▶ _SOURCE_
Private investors, recognising the surplus demand, would beg the government to let them into the market to fill the void. Their return would lie in their ability to provide more innovative services at lower costs. But the government - in charge of legislature, the road network and the transport services - would control the level of competition. At best, the government might allow small entrants for specialised services but these would be highly controlled by quotas and strict regulation.

As the quality of the government’s transport services deteriorates and the supply deficit grows, it would continue to shut out local transport companies and instead propose large and expensive alternatives that would be funded by the tax payer and be provided by foreign companies.

Imagine that this were true - that tomorrow the government would change the law to bring about this system and that you had no say in it. It might sound far-fetched, but it is the same system that is being applied to South Africa’s energy generation with the same devastating results.

This week the International Energy Agency announced that renewable energy had overtaken coal as the world’s largest source of power capacity. On average, 500 000 solar panels were installed every day last year. In China, two wind turbines were installed every hour.

▶ _SUPPLIED RECORDS_
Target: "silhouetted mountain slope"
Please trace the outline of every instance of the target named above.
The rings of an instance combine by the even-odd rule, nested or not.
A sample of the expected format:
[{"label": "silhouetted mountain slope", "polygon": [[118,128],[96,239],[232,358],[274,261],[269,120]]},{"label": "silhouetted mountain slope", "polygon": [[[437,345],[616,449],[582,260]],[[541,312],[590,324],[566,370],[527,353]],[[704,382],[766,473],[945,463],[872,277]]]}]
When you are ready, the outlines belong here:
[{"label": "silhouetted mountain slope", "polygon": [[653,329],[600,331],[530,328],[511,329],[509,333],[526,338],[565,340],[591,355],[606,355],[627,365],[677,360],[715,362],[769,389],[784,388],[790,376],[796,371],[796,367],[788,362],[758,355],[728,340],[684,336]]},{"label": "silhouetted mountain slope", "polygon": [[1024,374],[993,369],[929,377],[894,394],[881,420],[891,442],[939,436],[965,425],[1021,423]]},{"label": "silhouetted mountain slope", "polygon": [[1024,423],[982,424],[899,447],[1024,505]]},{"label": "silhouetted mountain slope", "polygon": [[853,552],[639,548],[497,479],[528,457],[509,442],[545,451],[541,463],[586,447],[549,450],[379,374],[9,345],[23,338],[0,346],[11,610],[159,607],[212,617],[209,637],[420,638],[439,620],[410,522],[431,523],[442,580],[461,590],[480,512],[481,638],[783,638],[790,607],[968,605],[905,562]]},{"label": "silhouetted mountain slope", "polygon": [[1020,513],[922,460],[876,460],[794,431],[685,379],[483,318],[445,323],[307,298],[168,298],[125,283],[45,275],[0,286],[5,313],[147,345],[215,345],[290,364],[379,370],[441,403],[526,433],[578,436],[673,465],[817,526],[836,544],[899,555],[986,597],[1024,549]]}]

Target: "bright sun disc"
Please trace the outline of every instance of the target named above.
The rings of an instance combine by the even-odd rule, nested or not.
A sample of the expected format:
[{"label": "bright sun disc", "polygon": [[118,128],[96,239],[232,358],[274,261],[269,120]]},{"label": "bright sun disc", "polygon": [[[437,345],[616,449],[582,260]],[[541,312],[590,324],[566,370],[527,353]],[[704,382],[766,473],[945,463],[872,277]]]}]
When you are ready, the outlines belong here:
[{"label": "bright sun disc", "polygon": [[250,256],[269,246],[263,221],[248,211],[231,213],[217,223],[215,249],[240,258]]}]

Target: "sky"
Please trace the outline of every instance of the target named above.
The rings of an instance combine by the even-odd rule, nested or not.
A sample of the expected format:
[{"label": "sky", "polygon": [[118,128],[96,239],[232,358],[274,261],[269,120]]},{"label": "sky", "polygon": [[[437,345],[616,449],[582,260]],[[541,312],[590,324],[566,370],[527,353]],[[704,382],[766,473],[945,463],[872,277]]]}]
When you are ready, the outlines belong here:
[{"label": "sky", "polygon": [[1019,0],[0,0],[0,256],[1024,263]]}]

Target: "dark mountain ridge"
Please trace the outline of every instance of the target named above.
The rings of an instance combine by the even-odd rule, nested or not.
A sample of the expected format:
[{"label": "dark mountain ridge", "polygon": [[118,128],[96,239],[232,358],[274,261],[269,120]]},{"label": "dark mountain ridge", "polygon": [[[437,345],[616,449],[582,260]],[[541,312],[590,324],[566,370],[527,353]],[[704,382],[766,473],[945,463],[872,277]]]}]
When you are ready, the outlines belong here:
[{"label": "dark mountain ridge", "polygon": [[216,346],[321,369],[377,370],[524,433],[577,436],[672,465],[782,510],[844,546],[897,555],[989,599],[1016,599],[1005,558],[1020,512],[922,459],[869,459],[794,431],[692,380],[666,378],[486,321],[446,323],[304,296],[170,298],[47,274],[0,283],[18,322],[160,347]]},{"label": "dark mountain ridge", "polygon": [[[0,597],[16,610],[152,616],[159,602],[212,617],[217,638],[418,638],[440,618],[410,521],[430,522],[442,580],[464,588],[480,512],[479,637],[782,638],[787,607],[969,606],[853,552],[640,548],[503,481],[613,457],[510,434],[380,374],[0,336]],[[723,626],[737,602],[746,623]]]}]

▶ _OBJECTIVE_
In the energy article, how many solar panels were installed each day on average last year? The listing has no connection to the energy article.

▶ _WORKED SOLUTION_
500 000